Information:
►

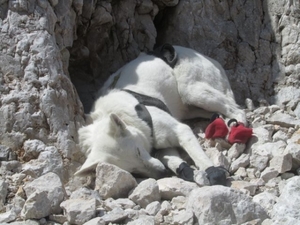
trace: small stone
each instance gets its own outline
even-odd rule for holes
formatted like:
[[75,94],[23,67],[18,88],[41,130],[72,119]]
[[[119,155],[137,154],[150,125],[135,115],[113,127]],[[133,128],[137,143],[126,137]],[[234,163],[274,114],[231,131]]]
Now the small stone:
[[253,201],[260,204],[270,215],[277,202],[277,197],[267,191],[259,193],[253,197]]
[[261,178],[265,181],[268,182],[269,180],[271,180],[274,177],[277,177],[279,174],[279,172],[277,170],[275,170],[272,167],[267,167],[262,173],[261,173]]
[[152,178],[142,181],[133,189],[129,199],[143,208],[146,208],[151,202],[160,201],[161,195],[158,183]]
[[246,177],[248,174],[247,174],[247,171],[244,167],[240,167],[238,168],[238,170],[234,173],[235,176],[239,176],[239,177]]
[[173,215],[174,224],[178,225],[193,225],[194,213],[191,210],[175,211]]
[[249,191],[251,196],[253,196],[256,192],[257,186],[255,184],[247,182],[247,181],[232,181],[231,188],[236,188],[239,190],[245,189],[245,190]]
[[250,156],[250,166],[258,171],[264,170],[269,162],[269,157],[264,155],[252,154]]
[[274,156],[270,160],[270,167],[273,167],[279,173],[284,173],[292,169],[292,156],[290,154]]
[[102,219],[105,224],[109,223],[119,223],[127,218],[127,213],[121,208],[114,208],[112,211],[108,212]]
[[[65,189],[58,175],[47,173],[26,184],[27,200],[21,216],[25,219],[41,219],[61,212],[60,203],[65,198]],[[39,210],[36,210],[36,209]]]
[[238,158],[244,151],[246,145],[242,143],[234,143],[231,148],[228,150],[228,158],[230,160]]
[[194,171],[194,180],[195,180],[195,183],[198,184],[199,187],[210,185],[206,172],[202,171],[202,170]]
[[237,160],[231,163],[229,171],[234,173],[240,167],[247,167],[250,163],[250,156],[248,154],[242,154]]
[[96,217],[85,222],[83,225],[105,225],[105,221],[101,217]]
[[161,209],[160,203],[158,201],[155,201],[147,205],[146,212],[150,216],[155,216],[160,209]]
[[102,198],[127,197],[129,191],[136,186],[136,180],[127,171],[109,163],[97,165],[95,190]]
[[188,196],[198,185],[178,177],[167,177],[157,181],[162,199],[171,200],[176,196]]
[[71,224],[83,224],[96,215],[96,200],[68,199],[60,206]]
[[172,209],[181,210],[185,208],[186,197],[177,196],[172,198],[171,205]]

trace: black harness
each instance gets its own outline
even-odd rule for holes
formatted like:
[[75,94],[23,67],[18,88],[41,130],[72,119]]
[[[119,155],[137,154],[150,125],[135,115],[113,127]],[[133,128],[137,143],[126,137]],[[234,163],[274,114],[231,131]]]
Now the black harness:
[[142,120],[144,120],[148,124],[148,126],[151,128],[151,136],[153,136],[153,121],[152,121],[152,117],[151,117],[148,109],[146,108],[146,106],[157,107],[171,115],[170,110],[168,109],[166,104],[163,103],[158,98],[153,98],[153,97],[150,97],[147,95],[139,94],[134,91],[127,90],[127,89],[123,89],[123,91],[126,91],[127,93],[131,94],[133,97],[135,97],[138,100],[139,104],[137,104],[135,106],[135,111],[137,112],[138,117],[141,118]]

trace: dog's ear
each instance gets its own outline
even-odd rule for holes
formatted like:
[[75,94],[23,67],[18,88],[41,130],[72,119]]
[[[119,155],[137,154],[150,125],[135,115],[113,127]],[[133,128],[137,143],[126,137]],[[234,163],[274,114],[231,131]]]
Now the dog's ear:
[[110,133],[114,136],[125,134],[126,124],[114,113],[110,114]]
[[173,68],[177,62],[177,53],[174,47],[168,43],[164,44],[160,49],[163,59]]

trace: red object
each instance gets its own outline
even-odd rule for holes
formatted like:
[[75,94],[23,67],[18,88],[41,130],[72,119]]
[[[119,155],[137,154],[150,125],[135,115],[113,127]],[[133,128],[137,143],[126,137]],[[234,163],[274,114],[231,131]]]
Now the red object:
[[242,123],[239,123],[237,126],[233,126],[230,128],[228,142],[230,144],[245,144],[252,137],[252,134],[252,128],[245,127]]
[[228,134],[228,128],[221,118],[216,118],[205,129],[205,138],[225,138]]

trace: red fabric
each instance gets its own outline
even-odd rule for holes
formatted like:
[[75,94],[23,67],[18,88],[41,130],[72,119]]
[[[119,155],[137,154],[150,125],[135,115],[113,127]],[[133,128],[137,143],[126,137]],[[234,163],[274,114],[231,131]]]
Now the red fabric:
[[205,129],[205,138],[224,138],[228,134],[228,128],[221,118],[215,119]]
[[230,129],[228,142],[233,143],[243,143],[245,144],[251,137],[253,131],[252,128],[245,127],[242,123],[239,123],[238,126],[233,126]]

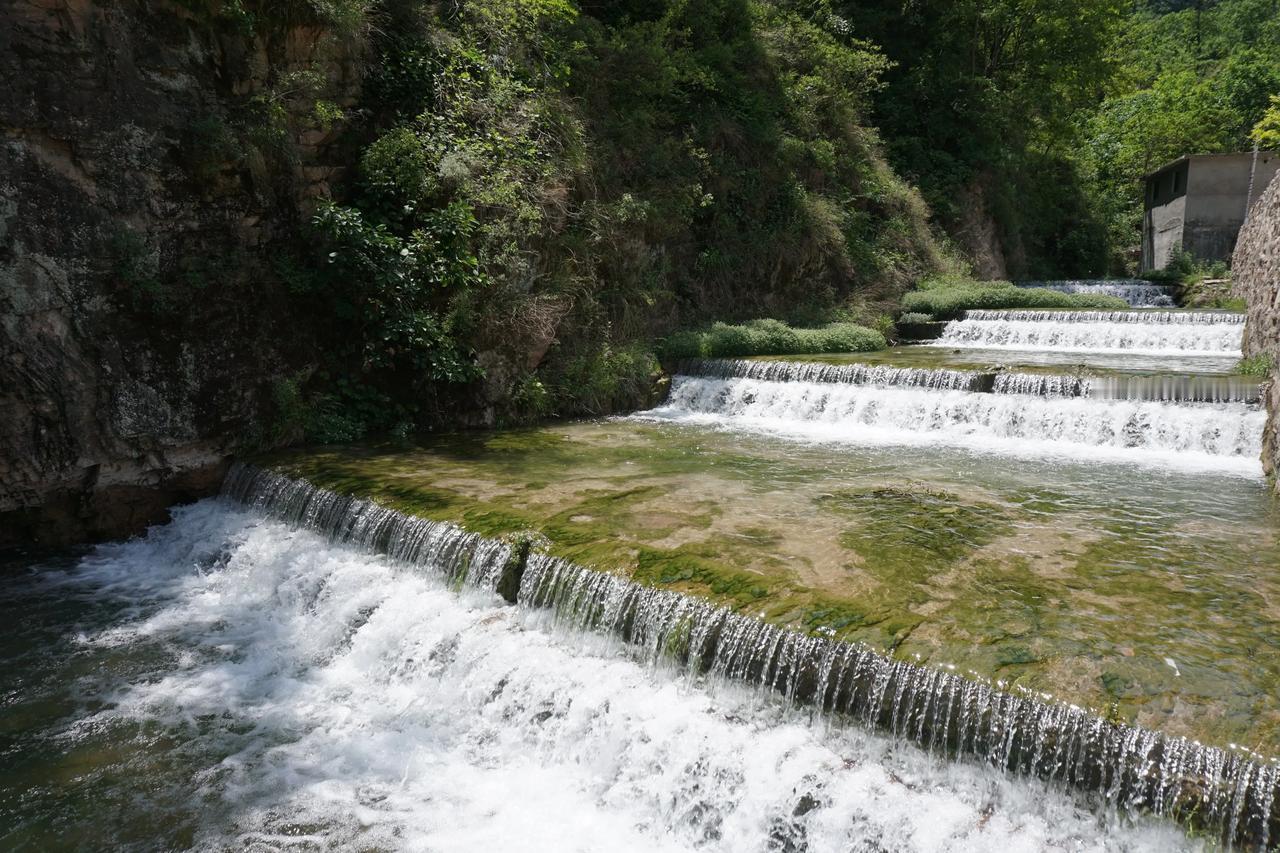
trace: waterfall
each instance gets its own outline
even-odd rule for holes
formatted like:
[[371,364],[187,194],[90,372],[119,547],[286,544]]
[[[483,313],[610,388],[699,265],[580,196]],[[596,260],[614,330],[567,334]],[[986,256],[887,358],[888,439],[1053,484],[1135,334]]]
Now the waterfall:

◄

Directions for this task:
Reproduce the material word for word. Any pictures should be left out of the copy.

Response:
trace: small stone
each instance gets its own outline
even-odd rule for holes
formatted like:
[[75,94],[23,67],[18,88],[41,130],[72,119]]
[[[119,155],[137,154],[150,125],[135,115],[113,127]],[[133,128],[137,143],[126,137]],[[234,163],[274,114],[231,131]]]
Now the small stone:
[[253,201],[260,204],[270,215],[277,202],[277,197],[267,191],[259,193],[253,197]]
[[261,178],[265,181],[268,182],[269,180],[271,180],[274,177],[277,177],[279,174],[279,172],[277,170],[275,170],[272,167],[267,167],[262,173],[261,173]]
[[152,178],[142,181],[133,189],[129,199],[143,208],[146,208],[151,202],[160,201],[161,195],[158,183]]
[[246,177],[248,174],[247,174],[247,171],[244,167],[240,167],[238,168],[238,170],[234,173],[235,176],[239,176],[239,177]]
[[173,215],[174,224],[178,225],[193,225],[194,213],[191,210],[175,211]]
[[249,191],[251,196],[253,196],[256,192],[257,186],[255,184],[247,182],[247,181],[232,181],[231,188],[236,188],[239,190],[245,189],[245,190]]
[[250,156],[250,166],[258,171],[264,170],[269,162],[269,157],[264,155],[252,154]]
[[274,156],[270,160],[270,167],[273,167],[279,173],[284,173],[292,169],[292,156],[290,154]]
[[102,219],[105,224],[109,223],[119,223],[127,218],[127,213],[121,208],[114,208],[112,211],[108,212]]
[[[65,189],[58,175],[47,173],[26,184],[27,200],[21,216],[25,219],[41,219],[61,212],[60,203],[65,198]],[[39,210],[36,210],[36,209]]]
[[238,158],[244,151],[246,145],[242,143],[234,143],[231,148],[228,150],[228,158],[230,160]]
[[194,171],[194,180],[195,180],[195,183],[198,184],[199,187],[210,185],[206,172],[202,171],[202,170]]
[[237,160],[231,163],[229,171],[234,173],[240,167],[247,167],[250,163],[250,156],[248,154],[242,154]]
[[96,217],[85,222],[83,225],[105,225],[105,221],[101,217]]
[[161,209],[160,203],[158,201],[155,201],[147,205],[146,212],[150,216],[155,216],[160,209]]
[[102,198],[127,197],[129,191],[136,186],[136,180],[127,171],[109,163],[97,165],[95,190]]
[[188,196],[198,185],[178,177],[167,177],[157,181],[162,199],[171,200],[176,196]]
[[71,224],[83,224],[96,215],[96,200],[68,199],[60,206]]
[[172,209],[181,210],[185,208],[186,197],[177,196],[172,198],[171,205]]

trace: black harness
each instance gets its own outline
even-odd rule for holes
formatted like:
[[75,94],[23,67],[18,88],[41,130],[72,119]]
[[[119,155],[137,154],[150,125],[135,115],[113,127]],[[133,128],[137,143],[126,137]],[[234,163],[274,114],[231,131]]]
Now the black harness:
[[142,120],[144,120],[148,124],[148,126],[151,128],[151,136],[153,136],[153,121],[152,121],[152,117],[151,117],[148,109],[146,108],[146,106],[157,107],[171,115],[170,110],[168,109],[166,104],[163,103],[158,98],[153,98],[153,97],[150,97],[147,95],[139,94],[134,91],[127,90],[127,89],[123,89],[123,91],[126,91],[127,93],[131,94],[133,97],[135,97],[138,100],[139,104],[137,104],[135,106],[135,111],[137,112],[138,117],[141,118]]

trace: dog's ear
each instance gets its own outline
even-odd rule for holes
formatted like:
[[75,94],[23,67],[18,88],[41,130],[72,119]]
[[[119,155],[137,154],[150,125],[135,115],[113,127]],[[133,128],[137,143],[126,137]],[[234,163],[274,114],[231,131]]]
Now the dog's ear:
[[110,133],[114,136],[125,134],[126,124],[114,113],[110,114]]
[[173,68],[177,62],[177,53],[174,47],[168,43],[164,44],[160,49],[163,59]]

trace: red object
each instance gets its own outline
even-odd rule for holes
formatted like:
[[75,94],[23,67],[18,88],[41,130],[72,119]]
[[[119,155],[137,154],[150,125],[135,115],[113,127]],[[133,128],[137,143],[126,137]],[[234,163],[274,114],[231,131]]]
Now the red object:
[[242,123],[239,123],[237,126],[233,126],[230,128],[228,142],[230,144],[245,144],[252,137],[252,134],[252,128],[245,127]]
[[228,134],[228,128],[221,118],[216,118],[205,129],[205,138],[225,138]]

trace: red fabric
each instance gets its own outline
even-odd rule for holes
formatted like:
[[75,94],[23,67],[18,88],[41,130],[72,119]]
[[[119,155],[137,154],[150,125],[135,115],[113,127]],[[133,128],[137,143],[126,137]],[[234,163],[274,114],[231,131]]]
Now the red fabric:
[[205,129],[205,138],[224,138],[228,134],[228,128],[221,118],[215,119]]
[[230,129],[228,142],[233,143],[243,143],[245,144],[251,137],[253,131],[252,128],[245,127],[242,123],[239,123],[238,126],[233,126]]

trace: waterfall
each instance gets its own outline
even-odd rule for holes
formatted like:
[[371,364],[187,194],[90,372],[119,547],[286,544]]
[[[483,313],[610,388],[699,265],[580,196]],[[596,260],[614,330],[567,334]],[[986,256],[887,358],[888,439],[1053,484],[1135,334]]]
Now the waterfall:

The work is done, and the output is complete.